[begin TEXT]

In [1]:
import metapy
import pandas as pd
import time
from numpy.random import shuffle

Load json dataset, save text and labels in separate files (line corpus format) - can be done only once

In [2]:
%%time
path=''
file='kindle_reviews.json'
df = pd.read_json(path_or_buf=path+file, lines=True, encoding='utf-8')    #, orient=None, typ='frame', dtype=True, convert_axes=True, convert_dates=True, keep_default_dates=True, numpy=False, precise_float=False, date_unit=None, encoding=None, chunksize=None, compression='infer')
print('Length of text: {}'.format(len(df)))

Length of text: 982619
Wall time: 13.3 s


In [3]:
df.head()

Unnamed: 0,asin,helpful,overall,reviewText,reviewTime,reviewerID,reviewerName,summary,unixReviewTime
0,B000F83SZQ,"[0, 0]",5,I enjoy vintage books and movies so I enjoyed ...,"05 5, 2014",A1F6404F1VG29J,Avidreader,Nice vintage story,1399248000
1,B000F83SZQ,"[2, 2]",4,This book is a reissue of an old one; the auth...,"01 6, 2014",AN0N05A9LIJEQ,critters,Different...,1388966400
2,B000F83SZQ,"[2, 2]",4,This was a fairly interesting read. It had ol...,"04 4, 2014",A795DMNCJILA6,dot,Oldie,1396569600
3,B000F83SZQ,"[1, 1]",5,I'd never read any of the Amy Brewster mysteri...,"02 19, 2014",A1FV0SX13TWVXQ,"Elaine H. Turley ""Montana Songbird""",I really liked it.,1392768000
4,B000F83SZQ,"[0, 1]",4,"If you like period pieces - clothing, lingo, y...","03 19, 2014",A3SPTOKDG7WBLN,Father Dowling Fan,Period Mystery,1395187200


In [4]:
df_text = df[['reviewText', 'overall']].copy()        # copy only certain columns to another df
df = None
df_text['overall'] = df_text['overall'].apply(lambda x: 'pos' if x > 3 else 'neg' if x < 3 else 'mixed')

In [5]:
df_text.head()

Unnamed: 0,reviewText,overall
0,I enjoy vintage books and movies so I enjoyed ...,pos
1,This book is a reissue of an old one; the auth...,pos
2,This was a fairly interesting read. It had ol...,pos
3,I'd never read any of the Amy Brewster mysteri...,pos
4,"If you like period pieces - clothing, lingo, y...",pos


Create the corpus file and labels file on disk which will be used to build a forward index

In [6]:
%%time
df_text['reviewText'].to_csv('ceeaus2/ceeaus2.dat', header=False, index=False)

[end TEXT]

WHAT IS ASKED |
A: According to the notebook, what label does a review with an overall rating below 3 receive?
B: Pick out and copy every line of the rows below that contains the string "jacket". Case counts.

[begin EXCERPTED RECORDS]

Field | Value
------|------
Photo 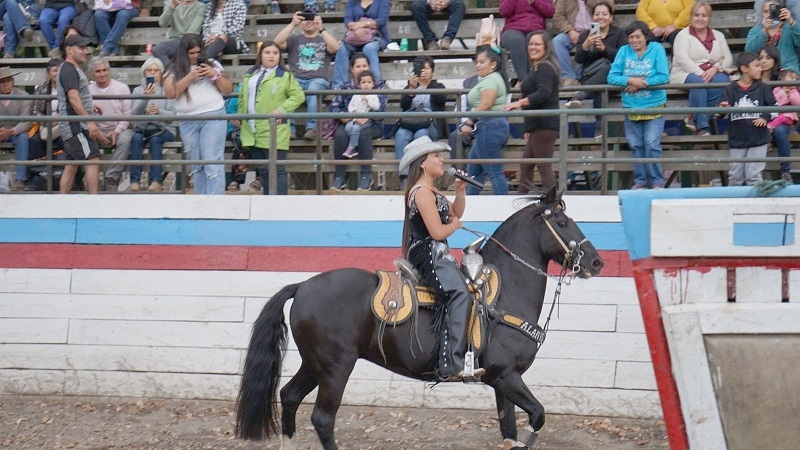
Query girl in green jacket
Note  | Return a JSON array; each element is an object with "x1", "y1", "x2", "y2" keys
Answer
[{"x1": 237, "y1": 41, "x2": 306, "y2": 195}]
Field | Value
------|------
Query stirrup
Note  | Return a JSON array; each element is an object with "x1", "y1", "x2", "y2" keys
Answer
[{"x1": 394, "y1": 258, "x2": 419, "y2": 284}]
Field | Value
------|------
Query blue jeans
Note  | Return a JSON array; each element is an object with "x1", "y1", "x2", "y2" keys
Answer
[
  {"x1": 180, "y1": 108, "x2": 228, "y2": 195},
  {"x1": 94, "y1": 8, "x2": 139, "y2": 53},
  {"x1": 684, "y1": 72, "x2": 731, "y2": 130},
  {"x1": 553, "y1": 33, "x2": 582, "y2": 80},
  {"x1": 39, "y1": 6, "x2": 78, "y2": 50},
  {"x1": 394, "y1": 123, "x2": 439, "y2": 177},
  {"x1": 0, "y1": 0, "x2": 31, "y2": 54},
  {"x1": 333, "y1": 37, "x2": 389, "y2": 86},
  {"x1": 250, "y1": 147, "x2": 289, "y2": 195},
  {"x1": 297, "y1": 78, "x2": 330, "y2": 130},
  {"x1": 131, "y1": 130, "x2": 175, "y2": 183},
  {"x1": 772, "y1": 125, "x2": 792, "y2": 173},
  {"x1": 467, "y1": 117, "x2": 509, "y2": 195},
  {"x1": 625, "y1": 116, "x2": 666, "y2": 187},
  {"x1": 6, "y1": 131, "x2": 30, "y2": 181}
]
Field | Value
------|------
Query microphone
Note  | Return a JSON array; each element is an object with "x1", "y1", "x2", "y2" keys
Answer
[{"x1": 447, "y1": 167, "x2": 483, "y2": 191}]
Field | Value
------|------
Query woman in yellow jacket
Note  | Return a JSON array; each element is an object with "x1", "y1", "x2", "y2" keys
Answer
[
  {"x1": 237, "y1": 41, "x2": 306, "y2": 195},
  {"x1": 636, "y1": 0, "x2": 694, "y2": 45}
]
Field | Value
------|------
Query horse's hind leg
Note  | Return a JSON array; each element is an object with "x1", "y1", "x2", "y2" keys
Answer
[
  {"x1": 492, "y1": 372, "x2": 544, "y2": 447},
  {"x1": 281, "y1": 363, "x2": 317, "y2": 450}
]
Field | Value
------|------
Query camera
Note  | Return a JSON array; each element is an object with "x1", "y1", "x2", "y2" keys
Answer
[
  {"x1": 300, "y1": 8, "x2": 317, "y2": 20},
  {"x1": 414, "y1": 59, "x2": 425, "y2": 76}
]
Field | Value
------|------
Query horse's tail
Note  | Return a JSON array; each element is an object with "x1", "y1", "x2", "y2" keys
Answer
[{"x1": 236, "y1": 283, "x2": 300, "y2": 439}]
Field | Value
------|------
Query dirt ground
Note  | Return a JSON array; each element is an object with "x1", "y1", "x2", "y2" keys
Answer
[{"x1": 0, "y1": 395, "x2": 669, "y2": 450}]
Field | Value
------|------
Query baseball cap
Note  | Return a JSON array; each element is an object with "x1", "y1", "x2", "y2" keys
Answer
[{"x1": 64, "y1": 34, "x2": 94, "y2": 48}]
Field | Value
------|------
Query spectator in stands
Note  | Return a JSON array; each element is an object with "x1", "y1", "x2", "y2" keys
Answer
[
  {"x1": 56, "y1": 36, "x2": 100, "y2": 194},
  {"x1": 719, "y1": 52, "x2": 775, "y2": 186},
  {"x1": 552, "y1": 0, "x2": 614, "y2": 86},
  {"x1": 758, "y1": 44, "x2": 781, "y2": 81},
  {"x1": 28, "y1": 59, "x2": 64, "y2": 182},
  {"x1": 39, "y1": 0, "x2": 78, "y2": 58},
  {"x1": 565, "y1": 1, "x2": 628, "y2": 138},
  {"x1": 0, "y1": 67, "x2": 31, "y2": 191},
  {"x1": 237, "y1": 41, "x2": 305, "y2": 195},
  {"x1": 329, "y1": 53, "x2": 387, "y2": 191},
  {"x1": 333, "y1": 0, "x2": 390, "y2": 86},
  {"x1": 753, "y1": 0, "x2": 800, "y2": 24},
  {"x1": 448, "y1": 75, "x2": 478, "y2": 172},
  {"x1": 203, "y1": 0, "x2": 250, "y2": 60},
  {"x1": 500, "y1": 0, "x2": 555, "y2": 81},
  {"x1": 744, "y1": 0, "x2": 800, "y2": 72},
  {"x1": 0, "y1": 0, "x2": 33, "y2": 58},
  {"x1": 128, "y1": 57, "x2": 175, "y2": 192},
  {"x1": 275, "y1": 11, "x2": 339, "y2": 141},
  {"x1": 94, "y1": 0, "x2": 140, "y2": 56},
  {"x1": 153, "y1": 0, "x2": 206, "y2": 67},
  {"x1": 89, "y1": 56, "x2": 133, "y2": 192},
  {"x1": 503, "y1": 31, "x2": 559, "y2": 194},
  {"x1": 411, "y1": 0, "x2": 467, "y2": 50},
  {"x1": 762, "y1": 70, "x2": 800, "y2": 184},
  {"x1": 394, "y1": 56, "x2": 447, "y2": 191},
  {"x1": 636, "y1": 0, "x2": 694, "y2": 44},
  {"x1": 458, "y1": 45, "x2": 509, "y2": 195},
  {"x1": 608, "y1": 20, "x2": 669, "y2": 189},
  {"x1": 163, "y1": 33, "x2": 233, "y2": 195},
  {"x1": 669, "y1": 2, "x2": 733, "y2": 136}
]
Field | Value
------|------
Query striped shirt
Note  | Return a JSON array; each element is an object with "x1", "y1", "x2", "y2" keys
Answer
[{"x1": 56, "y1": 61, "x2": 94, "y2": 140}]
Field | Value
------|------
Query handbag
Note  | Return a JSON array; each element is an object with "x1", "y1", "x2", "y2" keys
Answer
[
  {"x1": 343, "y1": 16, "x2": 378, "y2": 47},
  {"x1": 581, "y1": 57, "x2": 611, "y2": 81}
]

[end EXCERPTED RECORDS]

TASK SOLUTIONS |
A: neg

B:
Query girl in green jacket
Query woman in yellow jacket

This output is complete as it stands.